___ TASK DATA

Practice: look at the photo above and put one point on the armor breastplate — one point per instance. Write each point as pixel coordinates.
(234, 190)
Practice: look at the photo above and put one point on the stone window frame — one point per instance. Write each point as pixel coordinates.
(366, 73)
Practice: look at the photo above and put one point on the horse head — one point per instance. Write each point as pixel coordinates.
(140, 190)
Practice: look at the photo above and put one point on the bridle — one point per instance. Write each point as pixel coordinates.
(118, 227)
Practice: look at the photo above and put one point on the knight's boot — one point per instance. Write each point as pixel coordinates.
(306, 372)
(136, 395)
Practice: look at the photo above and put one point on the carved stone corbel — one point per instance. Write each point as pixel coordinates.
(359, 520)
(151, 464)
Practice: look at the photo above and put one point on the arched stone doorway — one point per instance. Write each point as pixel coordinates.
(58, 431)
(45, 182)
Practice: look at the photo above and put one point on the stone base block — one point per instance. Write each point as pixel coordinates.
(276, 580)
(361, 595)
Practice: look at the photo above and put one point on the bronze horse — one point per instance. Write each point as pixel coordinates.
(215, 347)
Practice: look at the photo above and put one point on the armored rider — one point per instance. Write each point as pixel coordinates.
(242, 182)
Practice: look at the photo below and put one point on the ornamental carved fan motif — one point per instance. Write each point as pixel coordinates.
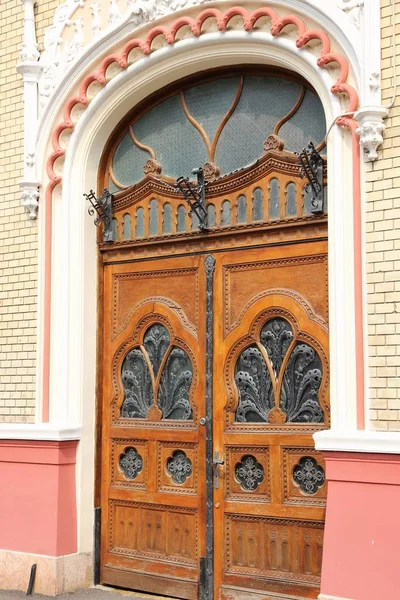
(156, 379)
(278, 378)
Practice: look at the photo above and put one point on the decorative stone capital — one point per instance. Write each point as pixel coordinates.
(30, 197)
(370, 130)
(30, 71)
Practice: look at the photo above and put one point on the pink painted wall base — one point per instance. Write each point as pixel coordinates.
(38, 497)
(361, 559)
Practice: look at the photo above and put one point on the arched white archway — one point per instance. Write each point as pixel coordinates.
(74, 251)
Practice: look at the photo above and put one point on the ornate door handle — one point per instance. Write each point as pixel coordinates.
(217, 462)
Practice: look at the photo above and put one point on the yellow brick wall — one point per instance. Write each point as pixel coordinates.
(18, 235)
(383, 248)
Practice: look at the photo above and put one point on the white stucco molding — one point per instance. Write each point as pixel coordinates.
(39, 431)
(60, 58)
(31, 70)
(358, 441)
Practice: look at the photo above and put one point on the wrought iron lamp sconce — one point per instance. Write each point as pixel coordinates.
(195, 196)
(312, 168)
(101, 208)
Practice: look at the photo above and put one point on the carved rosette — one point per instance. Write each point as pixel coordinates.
(308, 475)
(211, 171)
(179, 467)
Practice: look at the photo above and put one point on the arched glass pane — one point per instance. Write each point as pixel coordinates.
(257, 205)
(167, 219)
(175, 383)
(114, 229)
(226, 213)
(178, 146)
(254, 385)
(300, 387)
(274, 192)
(127, 227)
(307, 125)
(137, 386)
(139, 223)
(153, 217)
(128, 162)
(156, 341)
(291, 207)
(210, 101)
(181, 221)
(211, 217)
(242, 209)
(276, 337)
(264, 102)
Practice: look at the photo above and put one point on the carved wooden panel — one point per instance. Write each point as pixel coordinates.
(293, 492)
(129, 463)
(281, 549)
(166, 533)
(248, 473)
(306, 276)
(177, 468)
(132, 290)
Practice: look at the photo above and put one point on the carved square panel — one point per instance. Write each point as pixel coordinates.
(278, 549)
(303, 479)
(177, 467)
(246, 282)
(129, 460)
(247, 473)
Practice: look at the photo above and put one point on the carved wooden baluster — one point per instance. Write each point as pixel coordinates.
(166, 219)
(299, 198)
(146, 211)
(211, 215)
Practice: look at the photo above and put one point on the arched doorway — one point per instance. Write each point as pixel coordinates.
(214, 361)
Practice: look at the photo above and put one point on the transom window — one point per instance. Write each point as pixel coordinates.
(222, 125)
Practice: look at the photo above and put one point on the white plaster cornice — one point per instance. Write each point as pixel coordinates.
(39, 431)
(378, 442)
(30, 70)
(65, 64)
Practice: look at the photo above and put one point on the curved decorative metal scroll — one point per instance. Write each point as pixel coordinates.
(249, 473)
(175, 382)
(254, 385)
(130, 463)
(137, 384)
(308, 475)
(259, 375)
(146, 395)
(300, 387)
(179, 467)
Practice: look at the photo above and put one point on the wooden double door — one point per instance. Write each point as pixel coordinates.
(214, 377)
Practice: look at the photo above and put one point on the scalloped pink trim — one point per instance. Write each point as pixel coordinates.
(170, 34)
(249, 20)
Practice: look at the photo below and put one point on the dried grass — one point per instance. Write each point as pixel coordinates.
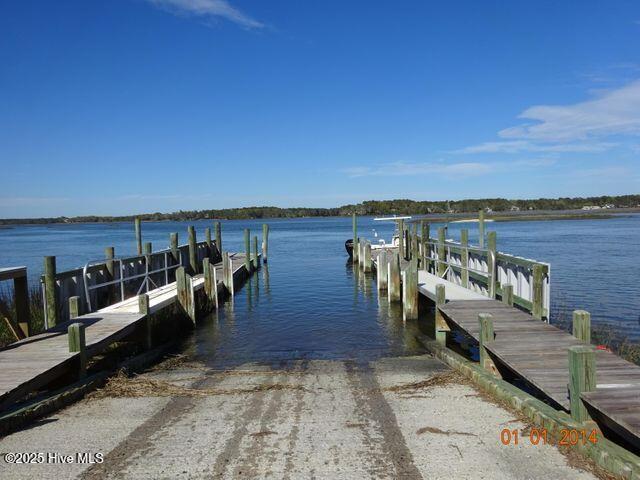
(122, 386)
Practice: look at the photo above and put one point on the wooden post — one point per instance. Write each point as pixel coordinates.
(582, 325)
(382, 271)
(207, 239)
(464, 257)
(481, 228)
(77, 343)
(173, 243)
(186, 298)
(426, 246)
(138, 229)
(256, 260)
(492, 263)
(218, 232)
(50, 291)
(21, 298)
(401, 237)
(582, 378)
(74, 307)
(410, 290)
(537, 307)
(367, 257)
(507, 294)
(394, 277)
(193, 250)
(265, 242)
(441, 327)
(486, 336)
(247, 250)
(143, 308)
(442, 254)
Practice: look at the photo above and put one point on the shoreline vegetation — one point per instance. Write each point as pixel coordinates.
(498, 209)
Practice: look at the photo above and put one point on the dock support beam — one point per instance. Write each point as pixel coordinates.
(582, 326)
(218, 231)
(492, 263)
(256, 260)
(50, 291)
(366, 264)
(394, 277)
(143, 308)
(74, 307)
(464, 257)
(481, 228)
(410, 291)
(137, 225)
(441, 327)
(486, 336)
(382, 274)
(507, 294)
(537, 307)
(442, 267)
(184, 284)
(193, 250)
(78, 344)
(582, 378)
(265, 242)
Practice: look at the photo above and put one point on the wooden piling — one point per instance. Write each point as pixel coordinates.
(582, 378)
(143, 308)
(138, 229)
(486, 336)
(537, 307)
(265, 242)
(410, 291)
(442, 253)
(582, 325)
(382, 271)
(256, 259)
(74, 307)
(481, 228)
(193, 250)
(394, 292)
(507, 294)
(367, 257)
(173, 244)
(491, 263)
(78, 344)
(218, 231)
(247, 250)
(441, 327)
(21, 298)
(464, 257)
(186, 299)
(207, 239)
(50, 291)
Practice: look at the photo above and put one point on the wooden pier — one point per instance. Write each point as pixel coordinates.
(61, 352)
(513, 339)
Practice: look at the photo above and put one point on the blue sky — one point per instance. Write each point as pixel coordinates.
(128, 106)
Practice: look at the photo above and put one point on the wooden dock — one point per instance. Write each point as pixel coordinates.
(522, 345)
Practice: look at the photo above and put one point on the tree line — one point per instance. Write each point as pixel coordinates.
(371, 207)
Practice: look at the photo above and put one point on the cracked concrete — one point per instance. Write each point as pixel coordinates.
(344, 423)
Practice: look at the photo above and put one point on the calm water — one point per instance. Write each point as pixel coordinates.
(309, 302)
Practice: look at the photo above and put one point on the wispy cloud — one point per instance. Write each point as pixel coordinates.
(208, 9)
(616, 112)
(517, 146)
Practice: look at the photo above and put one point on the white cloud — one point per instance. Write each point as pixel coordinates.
(616, 112)
(208, 9)
(516, 146)
(427, 168)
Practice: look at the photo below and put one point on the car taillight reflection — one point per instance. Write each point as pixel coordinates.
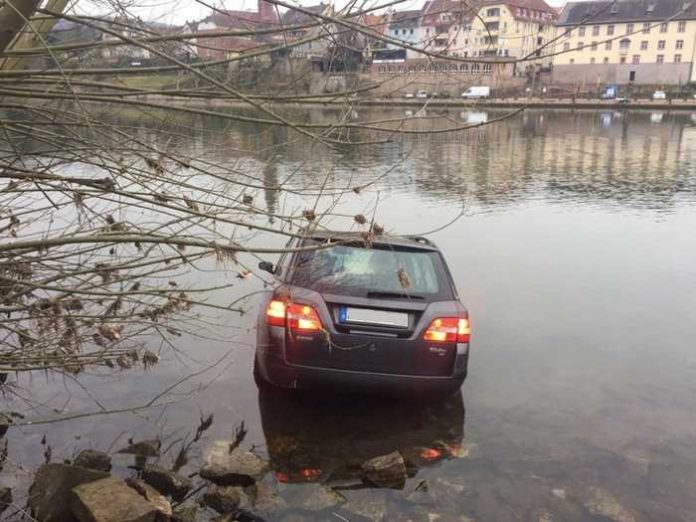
(449, 330)
(303, 475)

______

**SHORT TASK**
Format every line of the listing above as a Markdown table with the columns "Row" and "Entry," numbering the rows in order and omitting blank lines. Leave the pictures out of the answer.

**EXERCISE OUTPUT**
| Row | Entry |
|---|---|
| 1 | Practice: look at the photo above and put one point on the armor breastplate — one point per instance. Write each point as pixel coordinates. |
| 2 | (234, 190) |
| 3 | Practice: look at the photo above and put one point on the stone window frame — one point per instance. Write each point as pixel coordinates. |
| 4 | (366, 73) |
| 5 | Practice: look at the photo above and put one point on the horse head — one point per instance. Write each point as pixel coordinates. |
| 6 | (140, 190) |
| 7 | Practice: look at the photo above and put one point on the bridle — one point per instance. Write each point as pixel coordinates. |
| 8 | (118, 227) |
| 9 | Practice: look at the photo above and put one point on the knight's boot — one point per instance. Write each point as pixel coordinates. |
| 10 | (306, 372) |
| 11 | (136, 395) |
| 12 | Practice: look at the photo above and put one point on the carved stone corbel — one point per instance. Write each point as pixel coordinates. |
| 13 | (359, 520) |
| 14 | (151, 464) |
| 15 | Practice: look at the photo above and put one point on the arched stone doorway — one point per instance. Write each point as pixel coordinates. |
| 16 | (58, 431) |
| 17 | (45, 182) |
| 18 | Practice: look at the photo above and put one point on the stone base block — one point per instance. Write each point as pixel coordinates. |
| 19 | (276, 580) |
| 20 | (361, 595) |
| 21 | Practice: look at the photo above and put one point on the bronze horse — one point per instance. Write each point as pixel coordinates. |
| 22 | (215, 347) |
| 23 | Practice: look at the photo above and put one point on the armored rider — one point per instance. Write each point as pixel coordinates. |
| 24 | (242, 182) |
| 25 | Practice: look at the photo below and put one point on the ornamental carved fan motif — one point per instance. Write each point as pixel coordinates. |
| 26 | (156, 379) |
| 27 | (278, 378) |
| 28 | Practice: look at the photo above and put one point on the decorative stone capital — one point per instance. Write each point as pixel coordinates. |
| 29 | (30, 197) |
| 30 | (370, 130) |
| 31 | (30, 71) |
| 32 | Practice: look at the photo above and put one point on the pink painted wall base — one point per instance. Write each point as pixel coordinates. |
| 33 | (38, 497) |
| 34 | (361, 559) |
| 35 | Practice: look at the photo above and put one point on the arched white archway — one point per instance. Write each point as pixel coordinates. |
| 36 | (74, 251) |
| 37 | Practice: look at the photo above and put one point on the ornate door handle — one point per instance. Write each point as pixel coordinates. |
| 38 | (217, 462) |
| 39 | Practice: look at the photo above and put one point on the yellow brick wall — one point per instance. Write each point as pixel coordinates. |
| 40 | (18, 235) |
| 41 | (383, 248) |
| 42 | Practice: look at the photo above and put one point on the white stucco molding — one point per instance. Write each point as pixel coordinates. |
| 43 | (39, 431) |
| 44 | (60, 58) |
| 45 | (31, 70) |
| 46 | (358, 441) |
| 47 | Practice: look at the photo above and put one point on the wrought iron lamp sconce — one point per instance. Write each point as pixel coordinates. |
| 48 | (195, 196) |
| 49 | (312, 168) |
| 50 | (101, 208) |
| 51 | Practice: look at the photo above and put one point on the carved rosette — one point per instance. Write each point as pixel coordinates. |
| 52 | (308, 475) |
| 53 | (211, 171) |
| 54 | (179, 467) |
| 55 | Practice: look at the photo above and put one point on the arched glass pane — one point per instance. Write each point as pixel coordinates. |
| 56 | (257, 205) |
| 57 | (167, 219) |
| 58 | (175, 383) |
| 59 | (114, 229) |
| 60 | (226, 213) |
| 61 | (178, 146) |
| 62 | (254, 385) |
| 63 | (300, 387) |
| 64 | (274, 192) |
| 65 | (127, 227) |
| 66 | (307, 125) |
| 67 | (137, 386) |
| 68 | (139, 223) |
| 69 | (153, 217) |
| 70 | (128, 162) |
| 71 | (156, 341) |
| 72 | (291, 207) |
| 73 | (210, 101) |
| 74 | (181, 221) |
| 75 | (211, 217) |
| 76 | (242, 209) |
| 77 | (276, 337) |
| 78 | (264, 102) |
| 79 | Practice: look at the photo above and put one point on the carved wooden panel — one point per instance. Write each point as pixel coordinates. |
| 80 | (293, 492) |
| 81 | (129, 463) |
| 82 | (281, 549) |
| 83 | (166, 533) |
| 84 | (248, 473) |
| 85 | (306, 276) |
| 86 | (177, 468) |
| 87 | (132, 290) |
| 88 | Practice: look at the photo above and put one point on the carved square panel — one point per instance. Write each point as pixel coordinates. |
| 89 | (278, 549) |
| 90 | (303, 479) |
| 91 | (177, 467) |
| 92 | (246, 282) |
| 93 | (129, 460) |
| 94 | (247, 473) |
| 95 | Practice: look at the photo above and put one point on the carved wooden baluster — one point per instance. Write each point as pixel coordinates. |
| 96 | (166, 219) |
| 97 | (299, 198) |
| 98 | (146, 211) |
| 99 | (211, 215) |
| 100 | Practice: look at the photo above and put one point on the arched doorway — one point per instance. Write each point as pixel coordinates. |
| 101 | (214, 361) |
| 102 | Practice: look at the photo above and put one point on the transom window — one point per instance. Write each point as pixel coordinates. |
| 103 | (222, 125) |
| 104 | Practice: look at the photo above and put one point on the white plaster cornice — one point per instance. Write each point as pixel coordinates. |
| 105 | (39, 431) |
| 106 | (378, 442) |
| 107 | (30, 70) |
| 108 | (65, 64) |
| 109 | Practice: look at the photo above and put one point on the curved decorative metal scroll — one point per instance. Write each point as pixel coordinates. |
| 110 | (249, 473) |
| 111 | (175, 382) |
| 112 | (254, 385) |
| 113 | (130, 463) |
| 114 | (137, 384) |
| 115 | (308, 475) |
| 116 | (259, 375) |
| 117 | (146, 395) |
| 118 | (300, 387) |
| 119 | (179, 467) |
| 120 | Practice: look at the photo above and put one point on the wooden double door — one point per instance. Write each point as pixel coordinates. |
| 121 | (214, 377) |
| 122 | Practice: look at the photo above and put one point on the scalloped pink trim — one point per instance. Write each point as pixel coordinates. |
| 123 | (170, 34) |
| 124 | (249, 20) |
| 125 | Practice: look at the photo below and put one point on the dried grass — one point per instance. Write each point as pixel coordinates. |
| 126 | (122, 386) |
| 127 | Practice: look at the photo above and put one point on the wooden post — one point per instance. Write each point as pixel coordinates. |
| 128 | (582, 325) |
| 129 | (382, 271) |
| 130 | (207, 239) |
| 131 | (464, 257) |
| 132 | (481, 228) |
| 133 | (77, 343) |
| 134 | (173, 243) |
| 135 | (186, 298) |
| 136 | (426, 246) |
| 137 | (138, 229) |
| 138 | (256, 260) |
| 139 | (492, 263) |
| 140 | (218, 232) |
| 141 | (50, 291) |
| 142 | (21, 298) |
| 143 | (401, 237) |
| 144 | (582, 378) |
| 145 | (74, 307) |
| 146 | (410, 290) |
| 147 | (537, 307) |
| 148 | (367, 257) |
| 149 | (507, 294) |
| 150 | (394, 277) |
| 151 | (193, 250) |
| 152 | (265, 242) |
| 153 | (441, 327) |
| 154 | (486, 336) |
| 155 | (247, 250) |
| 156 | (143, 308) |
| 157 | (442, 254) |
| 158 | Practice: look at the photo above and put one point on the shoreline vegetation — one point per instance. Write each point as pixel coordinates. |
| 159 | (498, 209) |
| 160 | Practice: look at the photo above and put one point on the dock support beam — one point per instance. Write each point as pixel coordinates. |
| 161 | (582, 326) |
| 162 | (218, 231) |
| 163 | (492, 263) |
| 164 | (256, 260) |
| 165 | (50, 291) |
| 166 | (366, 264) |
| 167 | (394, 277) |
| 168 | (143, 308) |
| 169 | (74, 307) |
| 170 | (464, 257) |
| 171 | (481, 228) |
| 172 | (410, 291) |
| 173 | (137, 225) |
| 174 | (441, 327) |
| 175 | (486, 336) |
| 176 | (382, 274) |
| 177 | (507, 294) |
| 178 | (537, 307) |
| 179 | (442, 267) |
| 180 | (184, 284) |
| 181 | (193, 250) |
| 182 | (78, 344) |
| 183 | (582, 378) |
| 184 | (265, 242) |
| 185 | Practice: look at the photo above and put one point on the wooden piling — one point per instance. Write each point as pixel coordinates. |
| 186 | (582, 378) |
| 187 | (143, 308) |
| 188 | (138, 229) |
| 189 | (486, 336) |
| 190 | (537, 307) |
| 191 | (265, 242) |
| 192 | (410, 291) |
| 193 | (442, 253) |
| 194 | (582, 325) |
| 195 | (382, 271) |
| 196 | (256, 259) |
| 197 | (74, 307) |
| 198 | (481, 228) |
| 199 | (193, 250) |
| 200 | (394, 292) |
| 201 | (507, 294) |
| 202 | (367, 257) |
| 203 | (173, 244) |
| 204 | (491, 263) |
| 205 | (78, 344) |
| 206 | (218, 231) |
| 207 | (247, 250) |
| 208 | (441, 327) |
| 209 | (21, 298) |
| 210 | (464, 257) |
| 211 | (186, 299) |
| 212 | (207, 239) |
| 213 | (50, 291) |
| 214 | Practice: look at the photo above and put one point on the wooden pier — one point per instance. Write each point as pixel coordinates. |
| 215 | (61, 352) |
| 216 | (513, 339) |
| 217 | Practice: look at the photo above and put one point on the blue sky — one point per instance. Write each point as pixel coordinates. |
| 218 | (128, 106) |
| 219 | Practice: look at the photo above and put one point on the wooden dock — one point per instance. Write each point as pixel coordinates. |
| 220 | (522, 345) |
| 221 | Practice: look at the photo above and put one point on the tree line — one point per instance. Write each point as pixel coordinates. |
| 222 | (371, 207) |
| 223 | Practice: look at the photo above and put one point on the cracked concrete — one point per instance. Write each point as pixel coordinates. |
| 224 | (344, 423) |
| 225 | Practice: look at the photo above and put one point on the calm water — one point per instance. Write each point as pixel coordinates. |
| 226 | (309, 302) |
| 227 | Practice: look at the photo above and put one point on the wispy cloud — one point per instance. Write each point as pixel coordinates. |
| 228 | (208, 9) |
| 229 | (616, 112) |
| 230 | (517, 146) |
| 231 | Practice: look at the photo above and put one point on the white cloud — one point per instance. Write each point as pixel coordinates. |
| 232 | (616, 112) |
| 233 | (208, 9) |
| 234 | (516, 146) |
| 235 | (427, 168) |
| 236 | Practice: look at the photo below and put one point on the car taillight reflection — one point per instance. Write each point as pixel coordinates. |
| 237 | (449, 330) |
| 238 | (303, 475) |